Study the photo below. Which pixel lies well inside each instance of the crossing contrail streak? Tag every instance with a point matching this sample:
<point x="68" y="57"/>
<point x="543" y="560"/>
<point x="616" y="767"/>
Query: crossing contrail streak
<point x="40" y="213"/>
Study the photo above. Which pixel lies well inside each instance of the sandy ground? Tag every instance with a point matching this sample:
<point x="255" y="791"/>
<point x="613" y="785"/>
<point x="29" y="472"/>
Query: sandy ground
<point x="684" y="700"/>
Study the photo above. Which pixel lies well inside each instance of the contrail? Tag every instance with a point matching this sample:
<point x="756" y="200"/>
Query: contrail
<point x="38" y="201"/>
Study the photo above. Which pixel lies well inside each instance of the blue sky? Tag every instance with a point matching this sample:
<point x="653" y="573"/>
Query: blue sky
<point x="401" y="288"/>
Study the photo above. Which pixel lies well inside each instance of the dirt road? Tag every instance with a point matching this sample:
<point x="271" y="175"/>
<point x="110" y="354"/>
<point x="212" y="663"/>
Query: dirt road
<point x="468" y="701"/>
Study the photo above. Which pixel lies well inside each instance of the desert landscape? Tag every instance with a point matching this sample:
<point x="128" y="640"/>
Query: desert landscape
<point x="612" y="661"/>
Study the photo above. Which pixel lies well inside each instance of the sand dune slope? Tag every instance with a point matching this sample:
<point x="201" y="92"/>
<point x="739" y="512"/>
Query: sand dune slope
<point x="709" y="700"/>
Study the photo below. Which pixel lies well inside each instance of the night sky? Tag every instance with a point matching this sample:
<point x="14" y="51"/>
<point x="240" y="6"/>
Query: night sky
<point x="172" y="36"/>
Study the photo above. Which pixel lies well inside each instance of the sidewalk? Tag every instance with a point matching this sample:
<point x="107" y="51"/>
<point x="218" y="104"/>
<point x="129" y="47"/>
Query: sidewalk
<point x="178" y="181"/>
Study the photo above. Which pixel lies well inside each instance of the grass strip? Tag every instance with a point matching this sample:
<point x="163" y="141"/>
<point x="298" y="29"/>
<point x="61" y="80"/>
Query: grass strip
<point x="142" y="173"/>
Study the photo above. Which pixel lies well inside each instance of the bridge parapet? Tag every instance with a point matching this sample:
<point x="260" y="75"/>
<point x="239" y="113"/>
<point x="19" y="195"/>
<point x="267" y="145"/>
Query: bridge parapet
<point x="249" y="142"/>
------------------------------
# Exercise prompt
Write out all the records above again, substituting "Mark" for every "Tag" and leaving the rest unchanged.

# Answer to the task
Study the photo below. Which pixel lies well inside each instance of the crossing contrail streak? Mark every instance with a point matching this sample:
<point x="68" y="57"/>
<point x="543" y="560"/>
<point x="616" y="767"/>
Query: crossing contrail streak
<point x="40" y="213"/>
Study the photo above. Which pixel lies well inside each instance of the sandy ground? Mark every instance with a point matching this sample:
<point x="255" y="791"/>
<point x="613" y="785"/>
<point x="29" y="472"/>
Query: sandy ground
<point x="684" y="700"/>
Study the photo above. Which pixel lies well inside each instance of the contrail? Mark every instance with a point matching this sample:
<point x="756" y="200"/>
Query: contrail
<point x="38" y="201"/>
Study the photo above. Which pixel lies well inside each instance of the blue sky? Mark every instance with a point matching this sample:
<point x="653" y="573"/>
Query: blue sky
<point x="401" y="288"/>
Study the photo above. Which pixel lies well inside each instance of the dirt road? Mark every instance with a point matching this sample:
<point x="271" y="175"/>
<point x="110" y="354"/>
<point x="212" y="663"/>
Query: dirt road
<point x="468" y="701"/>
Study the photo above. Which pixel lies well inside each instance of the desert landscape? Mark every instance with a point matching this sample:
<point x="128" y="640"/>
Query: desert landscape
<point x="612" y="661"/>
Study the photo above. Which pixel lies well inside each instance of the sand dune slope? Mark every instance with a point matching this sample:
<point x="201" y="92"/>
<point x="739" y="512"/>
Query: sand dune slope
<point x="709" y="700"/>
Study the photo below. Which pixel lies well inside each instance of the night sky? Mark every instance with a point matching this sample:
<point x="14" y="51"/>
<point x="240" y="6"/>
Query: night sky
<point x="172" y="36"/>
Study the photo above. Which pixel lies well inside each instance of the sidewalk? Mark every instance with a point matching this sample:
<point x="107" y="51"/>
<point x="218" y="104"/>
<point x="129" y="47"/>
Query: sidewalk
<point x="178" y="181"/>
Study the photo above. Which pixel lies well inside each instance of the grass strip? Mark every instance with a point matching this sample:
<point x="163" y="141"/>
<point x="298" y="29"/>
<point x="61" y="80"/>
Query: grass strip
<point x="142" y="173"/>
Study the photo above. Which pixel lies well inside each instance of the bridge parapet? Mark every instance with a point matching this sample:
<point x="260" y="75"/>
<point x="239" y="113"/>
<point x="19" y="195"/>
<point x="267" y="145"/>
Query: bridge parapet
<point x="249" y="142"/>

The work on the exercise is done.